▶ _ENTRIES PROVIDED_

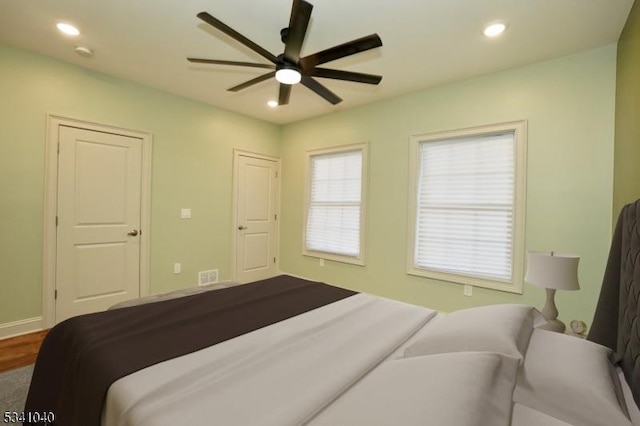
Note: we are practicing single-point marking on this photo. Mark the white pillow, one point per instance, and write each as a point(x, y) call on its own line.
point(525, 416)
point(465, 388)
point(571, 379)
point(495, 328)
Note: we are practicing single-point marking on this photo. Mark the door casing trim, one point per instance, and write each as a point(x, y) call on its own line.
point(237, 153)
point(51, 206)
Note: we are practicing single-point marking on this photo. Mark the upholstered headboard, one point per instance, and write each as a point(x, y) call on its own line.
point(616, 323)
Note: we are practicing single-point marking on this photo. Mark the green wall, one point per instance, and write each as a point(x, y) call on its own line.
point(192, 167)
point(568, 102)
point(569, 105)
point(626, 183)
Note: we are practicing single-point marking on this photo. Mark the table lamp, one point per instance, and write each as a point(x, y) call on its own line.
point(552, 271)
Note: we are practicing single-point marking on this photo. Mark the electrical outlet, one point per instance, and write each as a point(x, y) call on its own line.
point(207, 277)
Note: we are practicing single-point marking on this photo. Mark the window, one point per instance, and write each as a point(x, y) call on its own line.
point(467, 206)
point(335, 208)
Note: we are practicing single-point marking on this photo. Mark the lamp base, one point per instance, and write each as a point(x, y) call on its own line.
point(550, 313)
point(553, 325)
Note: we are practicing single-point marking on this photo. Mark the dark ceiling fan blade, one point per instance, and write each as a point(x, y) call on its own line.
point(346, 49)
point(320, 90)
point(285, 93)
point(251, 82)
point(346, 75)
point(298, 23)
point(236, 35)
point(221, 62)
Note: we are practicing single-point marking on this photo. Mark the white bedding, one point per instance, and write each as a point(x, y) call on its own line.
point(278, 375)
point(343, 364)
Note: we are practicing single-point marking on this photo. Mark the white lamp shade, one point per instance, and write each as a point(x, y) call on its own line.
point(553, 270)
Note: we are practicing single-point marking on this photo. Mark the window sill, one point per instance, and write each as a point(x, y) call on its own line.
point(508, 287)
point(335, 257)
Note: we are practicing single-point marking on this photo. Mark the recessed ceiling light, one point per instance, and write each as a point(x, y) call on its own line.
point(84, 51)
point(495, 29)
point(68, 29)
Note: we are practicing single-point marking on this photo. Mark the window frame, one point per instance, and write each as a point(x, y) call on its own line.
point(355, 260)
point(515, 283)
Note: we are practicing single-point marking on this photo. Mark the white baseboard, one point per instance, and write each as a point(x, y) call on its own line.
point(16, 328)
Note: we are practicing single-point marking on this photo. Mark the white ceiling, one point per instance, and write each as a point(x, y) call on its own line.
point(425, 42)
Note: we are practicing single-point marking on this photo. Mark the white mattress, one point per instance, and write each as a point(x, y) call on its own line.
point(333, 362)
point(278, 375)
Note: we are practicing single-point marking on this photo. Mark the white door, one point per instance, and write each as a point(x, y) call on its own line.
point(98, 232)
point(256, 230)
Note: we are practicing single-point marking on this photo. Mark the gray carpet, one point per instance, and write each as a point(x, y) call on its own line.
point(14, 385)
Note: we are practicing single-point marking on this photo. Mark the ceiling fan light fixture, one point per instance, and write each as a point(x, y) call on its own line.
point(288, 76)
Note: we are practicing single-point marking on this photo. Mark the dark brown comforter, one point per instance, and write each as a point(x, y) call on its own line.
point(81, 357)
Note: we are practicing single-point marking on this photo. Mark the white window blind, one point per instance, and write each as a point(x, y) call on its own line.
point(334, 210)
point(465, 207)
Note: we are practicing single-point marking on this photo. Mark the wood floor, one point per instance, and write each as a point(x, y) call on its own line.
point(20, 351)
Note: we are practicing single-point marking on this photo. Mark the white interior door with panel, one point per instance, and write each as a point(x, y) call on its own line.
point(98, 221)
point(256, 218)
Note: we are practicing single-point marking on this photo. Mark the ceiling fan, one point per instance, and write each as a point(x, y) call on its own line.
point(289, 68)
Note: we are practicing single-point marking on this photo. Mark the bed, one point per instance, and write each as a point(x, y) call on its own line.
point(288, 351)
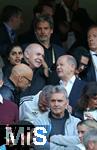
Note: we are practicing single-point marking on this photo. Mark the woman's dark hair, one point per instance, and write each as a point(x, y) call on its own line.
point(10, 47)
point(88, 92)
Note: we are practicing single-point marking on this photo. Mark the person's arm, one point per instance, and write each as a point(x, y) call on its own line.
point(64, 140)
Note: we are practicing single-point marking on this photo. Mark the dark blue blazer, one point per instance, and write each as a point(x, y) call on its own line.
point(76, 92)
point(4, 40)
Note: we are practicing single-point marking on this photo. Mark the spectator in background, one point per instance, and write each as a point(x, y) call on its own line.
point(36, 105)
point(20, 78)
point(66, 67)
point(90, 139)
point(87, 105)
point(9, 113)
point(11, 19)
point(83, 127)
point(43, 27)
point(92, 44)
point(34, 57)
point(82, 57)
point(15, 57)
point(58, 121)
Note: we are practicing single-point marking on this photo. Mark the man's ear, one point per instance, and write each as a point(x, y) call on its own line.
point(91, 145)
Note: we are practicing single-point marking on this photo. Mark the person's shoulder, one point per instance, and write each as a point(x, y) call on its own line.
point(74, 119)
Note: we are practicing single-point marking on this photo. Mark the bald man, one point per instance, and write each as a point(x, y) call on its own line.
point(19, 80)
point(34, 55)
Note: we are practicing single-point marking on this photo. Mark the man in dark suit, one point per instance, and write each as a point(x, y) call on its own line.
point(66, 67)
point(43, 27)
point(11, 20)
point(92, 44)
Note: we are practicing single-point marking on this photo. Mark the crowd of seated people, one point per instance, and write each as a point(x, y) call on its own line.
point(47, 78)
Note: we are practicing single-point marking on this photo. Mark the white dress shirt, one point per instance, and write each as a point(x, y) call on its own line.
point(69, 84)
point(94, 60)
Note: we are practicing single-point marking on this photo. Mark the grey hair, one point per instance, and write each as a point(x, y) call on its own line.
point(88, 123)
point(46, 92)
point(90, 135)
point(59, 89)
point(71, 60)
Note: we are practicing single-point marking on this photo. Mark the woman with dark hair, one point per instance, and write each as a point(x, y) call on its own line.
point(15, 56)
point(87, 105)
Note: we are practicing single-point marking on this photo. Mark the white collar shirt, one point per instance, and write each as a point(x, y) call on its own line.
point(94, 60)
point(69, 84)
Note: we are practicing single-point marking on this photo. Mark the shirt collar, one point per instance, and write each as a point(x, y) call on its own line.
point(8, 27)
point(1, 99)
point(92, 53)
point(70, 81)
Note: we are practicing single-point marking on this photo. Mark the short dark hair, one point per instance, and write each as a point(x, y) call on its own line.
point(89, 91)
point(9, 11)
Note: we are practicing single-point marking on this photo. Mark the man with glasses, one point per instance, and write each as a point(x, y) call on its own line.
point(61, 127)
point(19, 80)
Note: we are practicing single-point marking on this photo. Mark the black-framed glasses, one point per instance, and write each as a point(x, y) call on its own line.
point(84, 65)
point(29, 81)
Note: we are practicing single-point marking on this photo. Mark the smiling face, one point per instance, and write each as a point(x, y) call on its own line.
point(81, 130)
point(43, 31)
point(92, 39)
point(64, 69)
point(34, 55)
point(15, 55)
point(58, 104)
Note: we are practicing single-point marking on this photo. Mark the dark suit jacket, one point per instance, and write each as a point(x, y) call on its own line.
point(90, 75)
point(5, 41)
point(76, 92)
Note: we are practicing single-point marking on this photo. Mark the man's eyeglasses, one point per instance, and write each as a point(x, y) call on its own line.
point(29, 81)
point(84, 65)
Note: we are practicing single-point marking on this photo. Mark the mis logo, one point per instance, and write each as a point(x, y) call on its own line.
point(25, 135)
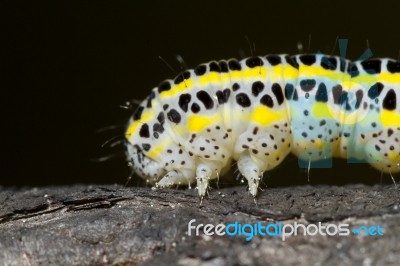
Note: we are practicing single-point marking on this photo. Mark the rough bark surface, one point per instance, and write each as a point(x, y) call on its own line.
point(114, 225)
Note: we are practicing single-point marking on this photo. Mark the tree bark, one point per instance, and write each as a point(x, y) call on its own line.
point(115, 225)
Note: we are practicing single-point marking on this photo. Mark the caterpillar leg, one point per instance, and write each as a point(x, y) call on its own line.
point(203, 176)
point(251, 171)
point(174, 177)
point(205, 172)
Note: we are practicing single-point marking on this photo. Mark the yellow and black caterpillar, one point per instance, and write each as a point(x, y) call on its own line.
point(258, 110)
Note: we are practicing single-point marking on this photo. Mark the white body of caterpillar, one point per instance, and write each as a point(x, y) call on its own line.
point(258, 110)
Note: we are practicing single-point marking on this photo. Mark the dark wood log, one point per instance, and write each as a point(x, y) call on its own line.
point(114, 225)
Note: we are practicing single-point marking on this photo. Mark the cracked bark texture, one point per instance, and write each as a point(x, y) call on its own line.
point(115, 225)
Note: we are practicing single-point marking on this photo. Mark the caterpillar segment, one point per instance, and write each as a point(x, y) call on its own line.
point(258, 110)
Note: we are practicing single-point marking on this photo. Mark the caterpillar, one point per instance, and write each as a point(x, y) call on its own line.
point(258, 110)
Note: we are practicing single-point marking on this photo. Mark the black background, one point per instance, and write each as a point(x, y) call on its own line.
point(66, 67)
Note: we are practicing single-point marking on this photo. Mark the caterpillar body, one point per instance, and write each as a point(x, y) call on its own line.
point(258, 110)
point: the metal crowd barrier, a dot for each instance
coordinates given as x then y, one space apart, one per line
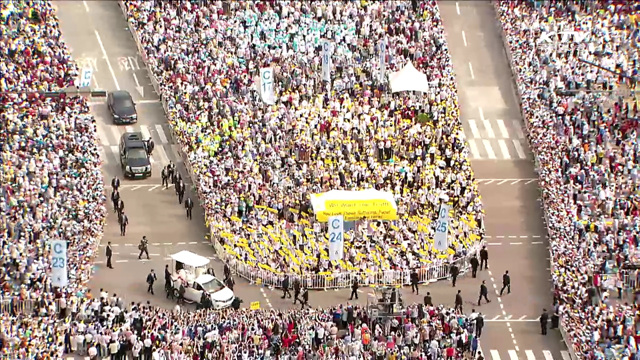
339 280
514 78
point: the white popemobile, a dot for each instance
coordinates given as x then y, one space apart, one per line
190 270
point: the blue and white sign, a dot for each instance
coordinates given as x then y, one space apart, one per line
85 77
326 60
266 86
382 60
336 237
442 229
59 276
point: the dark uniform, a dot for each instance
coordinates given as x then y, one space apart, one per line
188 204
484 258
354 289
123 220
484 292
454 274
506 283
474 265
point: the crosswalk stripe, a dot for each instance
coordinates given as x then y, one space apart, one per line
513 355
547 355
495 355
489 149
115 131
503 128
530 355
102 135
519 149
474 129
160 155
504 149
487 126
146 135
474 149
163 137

▶ _WORK ITEM_
Go through the material above and output exactly the lines from the one containing "the caterpillar, one" through the one containing "point: the metal".

▶ _WRITTEN RESPONSE_
Note: we are practicing single-point marking on this photo. Mark the caterpillar, one point per instance, and write each as a point(x, y) call on its own line.
point(258, 110)
Note: we are practicing single-point marking on this photo. Mark the black background, one point per instance, and write each as a point(x, y) call on its own line.
point(66, 67)
Note: we are practicing single-point marking on this photo. Mark the caterpillar body, one point per instance, and write each as a point(x, y) call on its own line.
point(258, 110)
point: the metal crowd barrier, a dot for each instance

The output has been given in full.